::: DOCUMENT EXTRACT :::
The reason many see these as unstable today is because of the default-ness of single family housing as the default goal. Similarly how driving a car was the default goal for 16 year olds for several generations.

It’s hard to imagine not wanting to purchase a home because we’ve been sold it as the smart and obvious thing to do for quite awhile now.

Also, renting from a private landlord and owning are not the only two options that can exist. Social housing can be incredibly stable as well, and there are lots of different possible models for social housing.

I read an article recently (can't find it immediately) proposing a social housing mechanism where you pay into it via rent and gain equity not in the specific housing unit itself, but rather in the social housing program as a whole. Kind of like a REIT, only at a certain point you get an entitlement to a housing unit and no longer have to pay rent, as if you'd paid off a mortgage.

Renting might be stable but it's very dependant on whoever owns the house and what type of regulations and protections your government has in place. Owning a home (house/apartment/land/etc) gives you more rights over where you live and more stability in most countries.

I've seen rents go up with inflation where inflation grows at 25% yoy, and I've seen people kicked out of an apartment 3 months after moving in because the owner found a buyer with a good deal.
::: RECORDS PROVIDED :::
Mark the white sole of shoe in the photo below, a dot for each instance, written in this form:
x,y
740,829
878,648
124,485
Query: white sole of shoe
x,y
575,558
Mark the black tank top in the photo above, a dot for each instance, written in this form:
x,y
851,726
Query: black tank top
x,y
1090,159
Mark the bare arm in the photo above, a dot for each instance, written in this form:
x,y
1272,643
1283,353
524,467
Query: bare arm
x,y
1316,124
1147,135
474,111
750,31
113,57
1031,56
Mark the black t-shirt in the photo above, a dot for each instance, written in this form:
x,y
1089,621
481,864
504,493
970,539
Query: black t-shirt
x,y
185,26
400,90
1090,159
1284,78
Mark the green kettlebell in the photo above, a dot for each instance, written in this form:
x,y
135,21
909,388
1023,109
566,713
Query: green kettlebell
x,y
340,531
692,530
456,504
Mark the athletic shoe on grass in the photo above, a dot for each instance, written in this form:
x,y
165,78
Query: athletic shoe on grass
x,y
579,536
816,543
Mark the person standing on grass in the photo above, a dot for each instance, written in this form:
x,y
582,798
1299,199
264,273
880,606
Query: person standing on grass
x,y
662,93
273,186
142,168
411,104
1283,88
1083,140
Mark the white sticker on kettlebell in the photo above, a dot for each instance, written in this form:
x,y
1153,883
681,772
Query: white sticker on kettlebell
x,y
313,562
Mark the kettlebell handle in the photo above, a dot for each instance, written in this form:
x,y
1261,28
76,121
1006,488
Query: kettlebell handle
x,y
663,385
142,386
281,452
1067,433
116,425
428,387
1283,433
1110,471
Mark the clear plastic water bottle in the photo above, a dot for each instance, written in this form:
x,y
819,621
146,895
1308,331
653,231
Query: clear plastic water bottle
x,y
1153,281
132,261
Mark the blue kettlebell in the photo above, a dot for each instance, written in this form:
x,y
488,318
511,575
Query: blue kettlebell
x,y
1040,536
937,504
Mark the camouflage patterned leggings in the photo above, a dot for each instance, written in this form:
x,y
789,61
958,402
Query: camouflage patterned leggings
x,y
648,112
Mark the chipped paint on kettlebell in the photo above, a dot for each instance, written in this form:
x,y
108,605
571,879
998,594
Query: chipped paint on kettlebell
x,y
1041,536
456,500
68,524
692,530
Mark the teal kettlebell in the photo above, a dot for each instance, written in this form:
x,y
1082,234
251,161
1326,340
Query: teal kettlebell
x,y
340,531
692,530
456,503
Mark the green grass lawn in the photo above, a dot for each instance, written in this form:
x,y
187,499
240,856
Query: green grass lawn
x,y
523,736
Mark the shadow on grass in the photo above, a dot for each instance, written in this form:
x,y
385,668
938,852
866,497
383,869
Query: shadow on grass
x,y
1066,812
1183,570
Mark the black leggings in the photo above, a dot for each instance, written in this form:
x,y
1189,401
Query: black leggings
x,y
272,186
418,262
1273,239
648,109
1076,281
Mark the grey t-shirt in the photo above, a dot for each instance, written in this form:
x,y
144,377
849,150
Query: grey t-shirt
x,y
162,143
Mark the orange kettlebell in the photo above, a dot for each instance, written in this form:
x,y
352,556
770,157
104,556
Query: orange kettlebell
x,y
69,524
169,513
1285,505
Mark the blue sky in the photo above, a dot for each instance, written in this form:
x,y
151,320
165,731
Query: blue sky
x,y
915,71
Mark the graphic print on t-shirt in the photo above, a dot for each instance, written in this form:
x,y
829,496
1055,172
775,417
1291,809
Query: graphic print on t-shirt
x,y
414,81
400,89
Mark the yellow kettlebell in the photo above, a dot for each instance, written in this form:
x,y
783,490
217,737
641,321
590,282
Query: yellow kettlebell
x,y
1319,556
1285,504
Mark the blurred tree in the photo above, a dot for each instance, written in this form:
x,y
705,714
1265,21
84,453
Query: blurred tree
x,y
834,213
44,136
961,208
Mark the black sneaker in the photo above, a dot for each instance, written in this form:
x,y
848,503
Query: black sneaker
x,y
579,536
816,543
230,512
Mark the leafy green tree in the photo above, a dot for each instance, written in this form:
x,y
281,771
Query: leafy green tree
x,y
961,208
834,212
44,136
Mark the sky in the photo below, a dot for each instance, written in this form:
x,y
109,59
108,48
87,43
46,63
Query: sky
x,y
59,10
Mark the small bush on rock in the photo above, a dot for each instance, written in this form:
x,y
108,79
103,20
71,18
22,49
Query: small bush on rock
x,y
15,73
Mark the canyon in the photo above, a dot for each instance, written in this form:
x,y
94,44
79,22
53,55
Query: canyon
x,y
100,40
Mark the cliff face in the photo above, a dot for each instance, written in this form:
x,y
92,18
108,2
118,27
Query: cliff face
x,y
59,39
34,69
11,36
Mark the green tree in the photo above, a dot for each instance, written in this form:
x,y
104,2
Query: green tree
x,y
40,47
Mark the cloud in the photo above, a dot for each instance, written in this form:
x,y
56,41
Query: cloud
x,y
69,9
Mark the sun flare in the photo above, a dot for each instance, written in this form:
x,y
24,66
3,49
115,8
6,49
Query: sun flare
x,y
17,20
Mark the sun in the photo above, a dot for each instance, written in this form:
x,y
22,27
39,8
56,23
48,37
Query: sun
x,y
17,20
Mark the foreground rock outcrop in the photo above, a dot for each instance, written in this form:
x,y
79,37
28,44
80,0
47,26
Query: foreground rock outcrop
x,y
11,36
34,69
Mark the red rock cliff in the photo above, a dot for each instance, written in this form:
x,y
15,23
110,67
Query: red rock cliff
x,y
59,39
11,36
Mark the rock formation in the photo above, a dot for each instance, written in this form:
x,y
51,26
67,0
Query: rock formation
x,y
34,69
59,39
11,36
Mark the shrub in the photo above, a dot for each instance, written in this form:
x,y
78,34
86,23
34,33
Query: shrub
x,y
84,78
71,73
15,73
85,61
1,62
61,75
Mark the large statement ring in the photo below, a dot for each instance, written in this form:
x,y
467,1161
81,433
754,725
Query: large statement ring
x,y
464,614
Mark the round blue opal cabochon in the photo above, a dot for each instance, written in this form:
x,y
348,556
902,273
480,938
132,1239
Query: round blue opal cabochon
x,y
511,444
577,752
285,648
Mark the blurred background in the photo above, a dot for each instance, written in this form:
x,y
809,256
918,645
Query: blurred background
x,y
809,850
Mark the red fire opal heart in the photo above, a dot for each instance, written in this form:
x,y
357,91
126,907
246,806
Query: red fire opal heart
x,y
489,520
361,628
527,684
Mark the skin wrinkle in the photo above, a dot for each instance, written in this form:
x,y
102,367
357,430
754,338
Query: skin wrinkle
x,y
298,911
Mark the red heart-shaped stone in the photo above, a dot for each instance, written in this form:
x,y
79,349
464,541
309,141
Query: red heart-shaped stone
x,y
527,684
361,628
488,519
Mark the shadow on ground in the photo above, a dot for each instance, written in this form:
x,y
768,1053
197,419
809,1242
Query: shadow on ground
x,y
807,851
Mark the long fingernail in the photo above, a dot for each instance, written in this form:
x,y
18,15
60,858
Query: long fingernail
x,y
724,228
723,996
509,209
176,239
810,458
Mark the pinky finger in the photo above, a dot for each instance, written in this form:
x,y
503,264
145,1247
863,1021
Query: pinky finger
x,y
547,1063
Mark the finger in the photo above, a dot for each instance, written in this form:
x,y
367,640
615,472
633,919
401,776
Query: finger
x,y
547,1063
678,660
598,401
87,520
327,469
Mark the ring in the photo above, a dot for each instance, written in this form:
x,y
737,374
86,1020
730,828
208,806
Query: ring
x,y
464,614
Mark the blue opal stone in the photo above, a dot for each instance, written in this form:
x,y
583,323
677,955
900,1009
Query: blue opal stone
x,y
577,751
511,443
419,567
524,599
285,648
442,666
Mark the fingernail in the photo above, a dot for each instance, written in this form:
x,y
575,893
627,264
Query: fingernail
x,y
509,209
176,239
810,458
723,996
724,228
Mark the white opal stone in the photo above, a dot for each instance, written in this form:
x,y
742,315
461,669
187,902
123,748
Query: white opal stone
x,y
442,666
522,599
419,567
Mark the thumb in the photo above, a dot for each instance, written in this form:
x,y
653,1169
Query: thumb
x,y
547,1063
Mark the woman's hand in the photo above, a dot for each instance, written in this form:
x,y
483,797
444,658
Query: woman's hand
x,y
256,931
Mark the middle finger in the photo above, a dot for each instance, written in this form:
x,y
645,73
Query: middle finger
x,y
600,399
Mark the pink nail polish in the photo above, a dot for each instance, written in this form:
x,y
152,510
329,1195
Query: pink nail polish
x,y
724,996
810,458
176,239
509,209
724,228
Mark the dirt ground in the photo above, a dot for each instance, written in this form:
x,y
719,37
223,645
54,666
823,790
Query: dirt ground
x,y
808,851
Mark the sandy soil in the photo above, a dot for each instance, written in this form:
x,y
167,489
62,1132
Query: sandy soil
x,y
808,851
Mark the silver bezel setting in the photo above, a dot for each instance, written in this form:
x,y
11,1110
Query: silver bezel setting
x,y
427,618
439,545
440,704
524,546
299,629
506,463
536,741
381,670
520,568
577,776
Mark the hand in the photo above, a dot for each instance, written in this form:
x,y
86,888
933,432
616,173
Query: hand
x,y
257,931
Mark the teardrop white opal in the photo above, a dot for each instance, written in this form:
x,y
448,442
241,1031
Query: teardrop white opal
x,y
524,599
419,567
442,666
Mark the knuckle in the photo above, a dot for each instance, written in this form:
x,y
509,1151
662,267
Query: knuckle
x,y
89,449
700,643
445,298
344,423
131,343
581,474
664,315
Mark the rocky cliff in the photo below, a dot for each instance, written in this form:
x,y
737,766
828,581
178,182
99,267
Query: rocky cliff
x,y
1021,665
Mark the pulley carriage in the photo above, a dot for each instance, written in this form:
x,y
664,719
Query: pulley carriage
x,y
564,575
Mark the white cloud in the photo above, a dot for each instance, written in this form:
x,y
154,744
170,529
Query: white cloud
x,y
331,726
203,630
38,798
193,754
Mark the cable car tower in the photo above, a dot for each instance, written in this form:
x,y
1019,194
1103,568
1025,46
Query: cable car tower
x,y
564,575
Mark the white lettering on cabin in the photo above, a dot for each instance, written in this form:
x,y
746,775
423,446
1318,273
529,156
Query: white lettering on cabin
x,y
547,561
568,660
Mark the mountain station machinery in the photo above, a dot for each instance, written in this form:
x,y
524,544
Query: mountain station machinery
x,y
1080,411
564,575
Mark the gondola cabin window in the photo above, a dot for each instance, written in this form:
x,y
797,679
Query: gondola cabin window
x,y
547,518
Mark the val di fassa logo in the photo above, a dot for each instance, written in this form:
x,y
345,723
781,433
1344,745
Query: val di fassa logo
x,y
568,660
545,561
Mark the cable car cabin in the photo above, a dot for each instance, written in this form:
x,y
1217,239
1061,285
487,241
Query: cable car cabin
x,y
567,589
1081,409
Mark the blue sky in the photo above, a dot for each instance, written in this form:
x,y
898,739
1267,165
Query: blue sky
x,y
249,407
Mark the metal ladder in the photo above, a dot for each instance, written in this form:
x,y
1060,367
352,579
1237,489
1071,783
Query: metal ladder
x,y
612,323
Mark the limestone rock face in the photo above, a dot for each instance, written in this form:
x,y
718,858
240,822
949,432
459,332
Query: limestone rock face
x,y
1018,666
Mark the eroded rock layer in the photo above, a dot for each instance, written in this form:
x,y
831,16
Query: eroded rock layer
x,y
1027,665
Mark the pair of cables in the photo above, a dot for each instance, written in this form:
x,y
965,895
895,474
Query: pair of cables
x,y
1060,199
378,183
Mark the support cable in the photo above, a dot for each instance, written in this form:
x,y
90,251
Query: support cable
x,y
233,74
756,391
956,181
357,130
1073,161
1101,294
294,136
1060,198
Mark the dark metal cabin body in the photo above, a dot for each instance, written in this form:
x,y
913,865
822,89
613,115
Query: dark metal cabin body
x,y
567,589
:::
CHALLENGE A
Rewrite the housing discussion starting at "It’s hard to" and ending at "off a mortgage.", replacing "mortgage" with "home loan".
CHALLENGE B
According to the housing discussion, why is it hard to imagine not wanting to buy a home? Answer in one to three sentences.

COMPLETE OUTPUT A
It’s hard to imagine not wanting to purchase a home because we’ve been sold it as the smart and obvious thing to do for quite awhile now.

Also, renting from a private landlord and owning are not the only two options that can exist. Social housing can be incredibly stable as well, and there are lots of different possible models for social housing.

I read an article recently (can't find it immediately) proposing a social housing mechanism where you pay into it via rent and gain equity not in the specific housing unit itself, but rather in the social housing program as a whole. Kind of like a REIT, only at a certain point you get an entitlement to a housing unit and no longer have to pay rent, as if you'd paid off a home loan.

COMPLETE OUTPUT B
It is hard to imagine because buying a home has been sold to people as the smart and obvious thing to do for quite a while.